*TASK 1*: Decide whether each statement agrees with the passage on aldosterone antagonists, answering yes or no and quoting the words of the passage that settle it. (a) These drugs can cut the risk of sudden cardiac death by about 20 percent in people with heart failure. (b) Aldosterone causes the kidneys to release salt and water. (c) Eplerenone is sold under the name Aldactone®.
*TASK 2*: Write the next part of the passage on aldosterone antagonists, picking up after its final heading.
PASSAGE SHOWN section start
Reviewed by: HU Medical Review Board | Last reviewed: June 2023
Aldosterone antagonists are a type of drug prescribed for people with heart failure and high blood pressure. Aldosterone antagonists can lower the risk of sudden cardiac death by about 20 percent in people who have heart failure or a problem with the left ventricle of their heart.1,2
Treatment goals of aldosterone antagonists include:1,2
- Improved heart function or delayed progression of heart failure
- Symptom relief
- Reduced risk of hospitalization for heart failure
- Reduced risk of death from heart failure
Aldosterone antagonists are sometimes called aldosterone receptor blockers.1,2
How do aldosterone antagonists work?
Aldosterone antagonists work by blocking the effects of the hormone aldosterone. Aldosterone makes your kidneys retain salt and water, which raises your blood pressure. By blocking aldosterone, these drugs allow your kidneys to release excess water and salt from your blood. This helps lower your blood pressure and reduce fluid buildup around your heart.1
Aldosterone antagonists used to treat heart failure include:1,2
- Aldactone®, CaroSpir® (spironolactone)
- Inspra® (eplerenone)
What are the possible side effects?
PASSAGE SHOWN section end
EXTRACTED ENTRIES section start
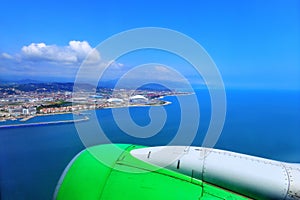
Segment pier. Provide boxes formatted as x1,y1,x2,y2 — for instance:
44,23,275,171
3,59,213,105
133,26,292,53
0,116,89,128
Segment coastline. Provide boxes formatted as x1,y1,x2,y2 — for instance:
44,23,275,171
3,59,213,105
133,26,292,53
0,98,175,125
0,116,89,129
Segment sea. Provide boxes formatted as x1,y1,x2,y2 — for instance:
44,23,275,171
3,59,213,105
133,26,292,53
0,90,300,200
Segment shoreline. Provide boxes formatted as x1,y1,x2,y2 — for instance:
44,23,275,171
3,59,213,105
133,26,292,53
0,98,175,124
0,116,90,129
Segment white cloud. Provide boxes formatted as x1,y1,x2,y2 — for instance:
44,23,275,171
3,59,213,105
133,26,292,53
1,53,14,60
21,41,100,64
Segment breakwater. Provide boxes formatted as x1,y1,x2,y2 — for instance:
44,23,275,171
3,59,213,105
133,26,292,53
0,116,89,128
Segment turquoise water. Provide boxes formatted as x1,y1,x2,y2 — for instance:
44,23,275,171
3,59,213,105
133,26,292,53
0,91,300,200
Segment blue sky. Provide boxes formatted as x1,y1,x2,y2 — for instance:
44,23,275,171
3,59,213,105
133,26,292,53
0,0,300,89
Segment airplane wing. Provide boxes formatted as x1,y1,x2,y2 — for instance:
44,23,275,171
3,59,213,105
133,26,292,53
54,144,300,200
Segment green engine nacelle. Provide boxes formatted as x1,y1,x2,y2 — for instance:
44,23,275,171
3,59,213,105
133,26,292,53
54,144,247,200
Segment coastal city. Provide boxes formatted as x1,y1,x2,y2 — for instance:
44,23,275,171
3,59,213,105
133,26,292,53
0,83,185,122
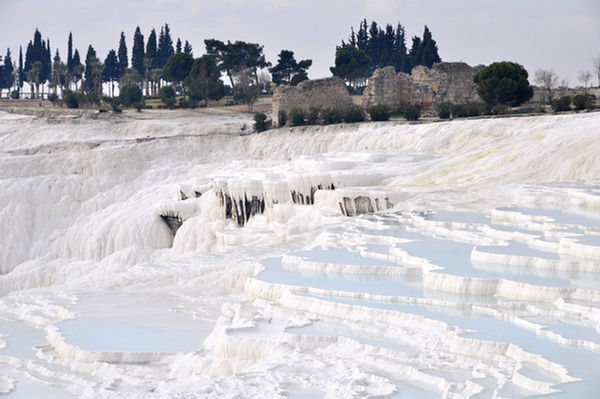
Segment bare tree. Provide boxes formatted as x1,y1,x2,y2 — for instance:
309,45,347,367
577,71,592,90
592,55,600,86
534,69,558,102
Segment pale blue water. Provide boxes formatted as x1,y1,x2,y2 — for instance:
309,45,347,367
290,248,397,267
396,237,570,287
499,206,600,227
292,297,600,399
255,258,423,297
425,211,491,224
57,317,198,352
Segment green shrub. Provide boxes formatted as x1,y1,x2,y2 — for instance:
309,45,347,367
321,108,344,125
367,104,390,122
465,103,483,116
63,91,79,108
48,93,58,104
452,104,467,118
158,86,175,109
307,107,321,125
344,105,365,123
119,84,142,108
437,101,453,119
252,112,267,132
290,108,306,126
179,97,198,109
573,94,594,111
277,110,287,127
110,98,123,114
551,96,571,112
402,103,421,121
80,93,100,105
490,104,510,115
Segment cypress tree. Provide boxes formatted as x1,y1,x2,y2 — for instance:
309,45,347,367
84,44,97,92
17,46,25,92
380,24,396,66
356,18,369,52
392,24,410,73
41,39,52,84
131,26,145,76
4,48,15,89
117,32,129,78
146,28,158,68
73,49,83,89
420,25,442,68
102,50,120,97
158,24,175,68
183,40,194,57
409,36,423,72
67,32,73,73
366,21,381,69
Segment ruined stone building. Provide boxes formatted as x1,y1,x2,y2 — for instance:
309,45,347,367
EXTRACTED ENTRIES section end
EXTRACTED ENTRIES section start
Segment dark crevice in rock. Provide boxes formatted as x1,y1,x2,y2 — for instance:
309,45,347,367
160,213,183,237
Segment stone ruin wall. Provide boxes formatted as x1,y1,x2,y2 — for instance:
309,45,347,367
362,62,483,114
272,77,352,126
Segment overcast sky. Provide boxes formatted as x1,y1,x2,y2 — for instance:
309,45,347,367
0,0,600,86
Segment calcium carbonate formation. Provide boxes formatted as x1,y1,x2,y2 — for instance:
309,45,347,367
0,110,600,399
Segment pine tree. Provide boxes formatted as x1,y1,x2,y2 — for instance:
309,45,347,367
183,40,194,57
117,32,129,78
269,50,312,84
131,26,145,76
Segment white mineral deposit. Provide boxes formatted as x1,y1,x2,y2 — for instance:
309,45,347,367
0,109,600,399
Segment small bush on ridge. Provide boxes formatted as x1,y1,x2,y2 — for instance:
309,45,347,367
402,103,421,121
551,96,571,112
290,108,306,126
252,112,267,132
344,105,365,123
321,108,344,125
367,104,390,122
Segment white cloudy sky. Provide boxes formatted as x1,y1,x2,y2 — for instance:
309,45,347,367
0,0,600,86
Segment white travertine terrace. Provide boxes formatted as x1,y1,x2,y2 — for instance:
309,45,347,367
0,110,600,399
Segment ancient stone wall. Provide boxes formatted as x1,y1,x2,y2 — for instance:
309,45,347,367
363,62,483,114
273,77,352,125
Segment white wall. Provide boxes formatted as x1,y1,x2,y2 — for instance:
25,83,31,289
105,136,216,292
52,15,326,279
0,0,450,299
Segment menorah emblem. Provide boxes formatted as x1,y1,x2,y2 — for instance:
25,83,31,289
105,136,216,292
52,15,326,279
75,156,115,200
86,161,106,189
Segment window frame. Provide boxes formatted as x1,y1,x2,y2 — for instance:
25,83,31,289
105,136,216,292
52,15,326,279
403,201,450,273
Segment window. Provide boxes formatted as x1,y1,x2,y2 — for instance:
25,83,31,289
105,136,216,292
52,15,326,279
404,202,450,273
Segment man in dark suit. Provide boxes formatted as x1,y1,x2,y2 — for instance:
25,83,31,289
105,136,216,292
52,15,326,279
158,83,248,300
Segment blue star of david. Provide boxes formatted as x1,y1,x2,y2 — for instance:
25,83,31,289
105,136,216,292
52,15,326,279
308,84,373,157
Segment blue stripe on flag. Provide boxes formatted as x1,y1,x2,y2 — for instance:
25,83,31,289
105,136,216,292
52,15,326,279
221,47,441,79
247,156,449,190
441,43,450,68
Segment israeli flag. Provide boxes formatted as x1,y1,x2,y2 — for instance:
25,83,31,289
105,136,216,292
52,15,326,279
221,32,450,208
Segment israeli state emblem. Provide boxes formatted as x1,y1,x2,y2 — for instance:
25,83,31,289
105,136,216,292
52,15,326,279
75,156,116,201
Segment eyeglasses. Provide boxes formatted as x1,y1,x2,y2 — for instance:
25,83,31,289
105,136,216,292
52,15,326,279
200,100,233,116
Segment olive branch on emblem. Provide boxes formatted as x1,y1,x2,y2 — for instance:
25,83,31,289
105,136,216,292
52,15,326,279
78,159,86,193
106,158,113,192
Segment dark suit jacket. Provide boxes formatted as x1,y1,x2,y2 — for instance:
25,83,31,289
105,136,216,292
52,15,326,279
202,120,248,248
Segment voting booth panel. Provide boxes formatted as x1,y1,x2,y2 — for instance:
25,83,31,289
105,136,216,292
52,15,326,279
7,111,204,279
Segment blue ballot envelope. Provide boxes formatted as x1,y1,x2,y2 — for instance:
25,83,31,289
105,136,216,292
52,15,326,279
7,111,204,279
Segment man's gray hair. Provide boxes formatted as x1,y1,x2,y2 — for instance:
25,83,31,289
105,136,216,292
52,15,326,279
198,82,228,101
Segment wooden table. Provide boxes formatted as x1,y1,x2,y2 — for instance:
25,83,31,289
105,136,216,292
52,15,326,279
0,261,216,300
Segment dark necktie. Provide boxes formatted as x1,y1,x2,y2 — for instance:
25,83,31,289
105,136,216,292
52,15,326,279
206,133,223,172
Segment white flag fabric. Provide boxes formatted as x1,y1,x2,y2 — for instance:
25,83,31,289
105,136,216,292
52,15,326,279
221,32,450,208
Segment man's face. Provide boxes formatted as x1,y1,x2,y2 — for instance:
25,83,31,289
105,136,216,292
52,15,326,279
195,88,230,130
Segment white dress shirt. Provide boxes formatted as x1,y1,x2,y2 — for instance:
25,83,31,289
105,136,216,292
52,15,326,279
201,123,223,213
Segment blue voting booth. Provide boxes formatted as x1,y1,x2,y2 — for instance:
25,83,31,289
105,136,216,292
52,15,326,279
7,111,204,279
EXTRACTED ENTRIES section end
*REPLY 1*:
(a) Yes: "Aldosterone antagonists can lower the risk of sudden cardiac death by about 20 percent in people who have heart failure"
(b) No: "Aldosterone makes your kidneys retain salt and water"
(c) No: "Inspra® (eplerenone)"

*REPLY 2*:
Side effects can vary depending on the specific drug you are taking. The most common side effects of aldosterone antagonists include:1,2
- High potassium levels (hyperkalemia)
- Kidney problems
- Dizziness or lightheadedness
- Diarrhea, nausea, or vomiting
- Breast enlargement or tenderness (gynecomastia)
These are not all the possible side effects of aldosterone antagonists. Talk to your doctor about what to expect when taking an aldosterone antagonist. You also should call your doctor if you have any changes that concern you when taking an aldosterone antagonist.
Other things to know
Before taking an aldosterone antagonist, tell your doctor if you have:1,2
- Liver problems, including cirrhosis and ascites
- High potassium levels
- Addison's disease
Aldosterone antagonists can raise potassium levels. Do not take potassium supplements or potassium-sparing diuretics (water pills) while taking an aldosterone antagonist. If you are taking an aldosterone antagonist and following a low-sodium diet, you should also avoid salt substitutes that contain potassium chloride.1,2
Before beginning treatment for heart failure, tell your doctor about all your health conditions and any other drugs, vitamins, or supplements you take. This includes over-the-counter drugs.